__Text segment__
* START *

Lance: ByteDance's 3B Unified Model for Image and Video Understanding, Generation, and Editing

ByteDance's Lance is a 3B-parameter unified multimodal model that handles image/video understanding, generation, and editing with competitive benchmarks.

ByteDance has open-sourced Lance, a 3B-active-parameter native unified multimodal model that handles image and video understanding, generation, and editing within a single framework. Trained from scratch with a staged multi-task recipe on up to 128 A100 GPUs, Lance achieves competitive performance across multiple benchmarks despite its relatively small size.

Why Lance Matters

Most multimodal models today are either specialized (generation-only or understanding-only) or require massive parameter counts (7B–20B+) to unify capabilities. Lance demonstrates that a 3B model can match or exceed larger models across image generation, image editing, video generation, and video understanding tasks. This is significant for:

  • Deployment efficiency: Lower VRAM requirements (40GB+ GPU) and faster inference
  • Research accessibility: Smaller compute budget for training and fine-tuning
  • Unified architecture: Single model for multiple tasks without task-specific heads

Architecture and Training

Lance is a native unified model, meaning it uses a single architecture for both understanding and generation tasks. Key details:

  • Active parameters: 3B (not total parameters, but those activated during inference)

* END *

__Provided material__

* START *

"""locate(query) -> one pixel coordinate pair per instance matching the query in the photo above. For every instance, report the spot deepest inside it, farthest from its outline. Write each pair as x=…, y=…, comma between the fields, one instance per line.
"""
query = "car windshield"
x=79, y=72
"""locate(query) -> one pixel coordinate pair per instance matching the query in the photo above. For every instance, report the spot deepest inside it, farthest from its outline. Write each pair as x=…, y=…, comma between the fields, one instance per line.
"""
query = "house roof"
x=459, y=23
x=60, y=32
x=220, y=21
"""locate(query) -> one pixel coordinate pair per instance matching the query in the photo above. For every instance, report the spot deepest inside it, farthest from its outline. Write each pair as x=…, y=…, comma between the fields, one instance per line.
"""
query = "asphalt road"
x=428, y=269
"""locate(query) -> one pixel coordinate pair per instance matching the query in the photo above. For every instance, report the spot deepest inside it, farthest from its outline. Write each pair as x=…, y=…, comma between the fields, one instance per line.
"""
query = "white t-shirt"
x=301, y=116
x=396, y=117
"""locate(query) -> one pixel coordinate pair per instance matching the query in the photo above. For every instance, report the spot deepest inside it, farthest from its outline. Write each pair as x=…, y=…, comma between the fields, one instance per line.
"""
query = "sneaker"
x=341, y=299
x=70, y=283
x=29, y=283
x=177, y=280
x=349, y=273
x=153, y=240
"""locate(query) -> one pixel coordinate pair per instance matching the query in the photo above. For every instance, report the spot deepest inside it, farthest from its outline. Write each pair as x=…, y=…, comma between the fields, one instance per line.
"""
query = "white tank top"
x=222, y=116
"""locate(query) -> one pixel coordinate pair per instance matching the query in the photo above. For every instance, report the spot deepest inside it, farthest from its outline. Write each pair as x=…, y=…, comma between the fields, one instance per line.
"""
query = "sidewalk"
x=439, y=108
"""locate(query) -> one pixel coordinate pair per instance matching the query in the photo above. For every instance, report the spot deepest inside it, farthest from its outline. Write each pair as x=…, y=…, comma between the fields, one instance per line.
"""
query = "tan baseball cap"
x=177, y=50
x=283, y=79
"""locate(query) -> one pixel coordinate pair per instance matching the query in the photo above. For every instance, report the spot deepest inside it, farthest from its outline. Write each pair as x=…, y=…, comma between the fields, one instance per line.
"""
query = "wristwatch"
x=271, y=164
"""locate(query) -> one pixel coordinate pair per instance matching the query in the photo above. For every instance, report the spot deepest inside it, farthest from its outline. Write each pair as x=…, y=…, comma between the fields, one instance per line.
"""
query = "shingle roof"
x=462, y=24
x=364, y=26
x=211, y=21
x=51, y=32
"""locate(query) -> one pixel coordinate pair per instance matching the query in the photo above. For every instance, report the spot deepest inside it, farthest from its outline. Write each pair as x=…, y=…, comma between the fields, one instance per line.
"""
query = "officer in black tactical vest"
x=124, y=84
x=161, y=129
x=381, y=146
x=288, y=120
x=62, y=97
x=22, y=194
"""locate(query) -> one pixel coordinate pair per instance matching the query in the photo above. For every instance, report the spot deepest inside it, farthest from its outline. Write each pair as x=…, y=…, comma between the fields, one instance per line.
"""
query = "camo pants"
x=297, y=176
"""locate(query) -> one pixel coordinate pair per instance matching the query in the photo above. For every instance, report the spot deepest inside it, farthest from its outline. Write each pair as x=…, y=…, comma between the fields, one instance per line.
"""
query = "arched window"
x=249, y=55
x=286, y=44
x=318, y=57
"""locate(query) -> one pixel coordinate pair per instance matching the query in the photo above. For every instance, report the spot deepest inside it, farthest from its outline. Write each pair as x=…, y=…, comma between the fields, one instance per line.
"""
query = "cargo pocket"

* END *

Carry on with the write-up about ByteDance's Lance model, starting right after its last line.

  • Training: Staged multi-task recipe from scratch
  • Compute: Up to 128 A100 GPUs
  • Resolution: Up to 768×768 for images, 480p at 12 FPS for video

Supported Tasks

Lance supports seven task types out of the box:

Task Description
t2i Text-to-Image generation
t2v Text-to-Video generation
i2v Image-to-Video generation
image_edit Image editing
video_edit Video editing
x2t_image Image understanding (captioning, VQA)
x2t_video Video understanding (captioning, QA)

Installation and Setup

Requirements

  • Python 3.10+
  • CUDA 12.4+
  • GPU with at least 40GB VRAM (tested on A100)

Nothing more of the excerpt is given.